EXERCISE DIRECTIONS: Copy the records below from the line containing "Put a marker on every instance of the red background" through the end of the records, requests included. Scale every coordinate in the answers by 2, and round to whole numbers with halves going up.

[Excerpts from a point labeling dataset]
■ ■ ■
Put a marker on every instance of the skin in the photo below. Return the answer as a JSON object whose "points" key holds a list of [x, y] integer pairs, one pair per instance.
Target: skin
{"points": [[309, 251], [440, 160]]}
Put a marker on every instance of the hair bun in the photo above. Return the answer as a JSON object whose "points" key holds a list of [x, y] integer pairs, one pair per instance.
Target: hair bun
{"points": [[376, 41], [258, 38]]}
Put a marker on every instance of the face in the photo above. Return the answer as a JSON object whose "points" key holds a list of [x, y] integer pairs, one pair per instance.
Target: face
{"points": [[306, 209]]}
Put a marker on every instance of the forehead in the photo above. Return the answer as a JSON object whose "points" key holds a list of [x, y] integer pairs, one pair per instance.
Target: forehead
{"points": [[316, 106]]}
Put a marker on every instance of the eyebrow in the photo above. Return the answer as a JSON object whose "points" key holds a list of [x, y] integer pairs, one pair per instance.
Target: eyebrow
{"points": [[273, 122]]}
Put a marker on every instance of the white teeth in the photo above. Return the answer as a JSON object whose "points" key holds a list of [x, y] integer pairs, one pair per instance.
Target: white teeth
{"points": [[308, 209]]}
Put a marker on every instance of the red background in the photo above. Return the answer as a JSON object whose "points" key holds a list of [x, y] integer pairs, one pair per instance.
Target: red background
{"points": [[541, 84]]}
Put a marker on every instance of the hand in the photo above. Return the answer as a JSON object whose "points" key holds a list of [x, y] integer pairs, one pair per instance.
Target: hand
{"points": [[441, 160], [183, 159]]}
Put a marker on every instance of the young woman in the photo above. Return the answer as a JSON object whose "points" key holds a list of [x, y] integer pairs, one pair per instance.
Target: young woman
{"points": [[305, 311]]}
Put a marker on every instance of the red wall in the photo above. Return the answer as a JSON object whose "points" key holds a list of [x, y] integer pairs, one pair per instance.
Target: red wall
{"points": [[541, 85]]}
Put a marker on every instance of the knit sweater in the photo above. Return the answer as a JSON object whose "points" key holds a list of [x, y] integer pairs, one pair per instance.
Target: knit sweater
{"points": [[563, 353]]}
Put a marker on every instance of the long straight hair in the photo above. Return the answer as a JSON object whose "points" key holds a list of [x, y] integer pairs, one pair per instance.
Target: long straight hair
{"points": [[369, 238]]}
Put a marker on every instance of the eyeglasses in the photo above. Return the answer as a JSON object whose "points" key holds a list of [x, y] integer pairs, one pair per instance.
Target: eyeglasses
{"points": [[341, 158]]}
■ ■ ■
SOLUTION TO THIS EXERCISE:
Put a marker on every instance of the red background in the photo above. Return the answer as a JSON object whose "points" key holds a list of [x, y] integer pairs, one pair per instance.
Target: red background
{"points": [[1082, 168]]}
Put a marker on every instance of the hand in the photo above. Return the answer as a JSON object whose "points" key holds a list of [x, y] integer pairs, one pair per instance.
Target: hand
{"points": [[882, 320], [366, 318]]}
Put a marker on every instance of the young woman in the photo above. Return the answer as a JSON object whose "points" key holds a list of [x, y] integer pairs, one pair per instance.
Target: young woman
{"points": [[610, 622]]}
Put a marker on every instance of the red wall in the photo above. Return the answer as a JSON object whose "points" key holds a list of [x, y] integer pairs, one pair per instance.
Target: red wall
{"points": [[1082, 170]]}
Put a marker on every instance of the knit sweater in the photo above. Return the answer as a JSON object whose "points" key holds a list of [x, y] integer pairs, one pair per instance.
Target: knit sweater
{"points": [[1126, 706]]}
Put a marker on every instance of the long straight hair in the photo above. Return the answer as a JSON object whose "points" key holds a list of [x, y] integer pairs, one pair per instance.
Target: long straight hair
{"points": [[738, 476]]}
Put a marker on every instance of the eyeglasses in the photo above. Return the answer as a JSON object whose "points" key holds a list of [x, y] integer pairs, one pair per instance.
Target: eyeglasses
{"points": [[682, 316]]}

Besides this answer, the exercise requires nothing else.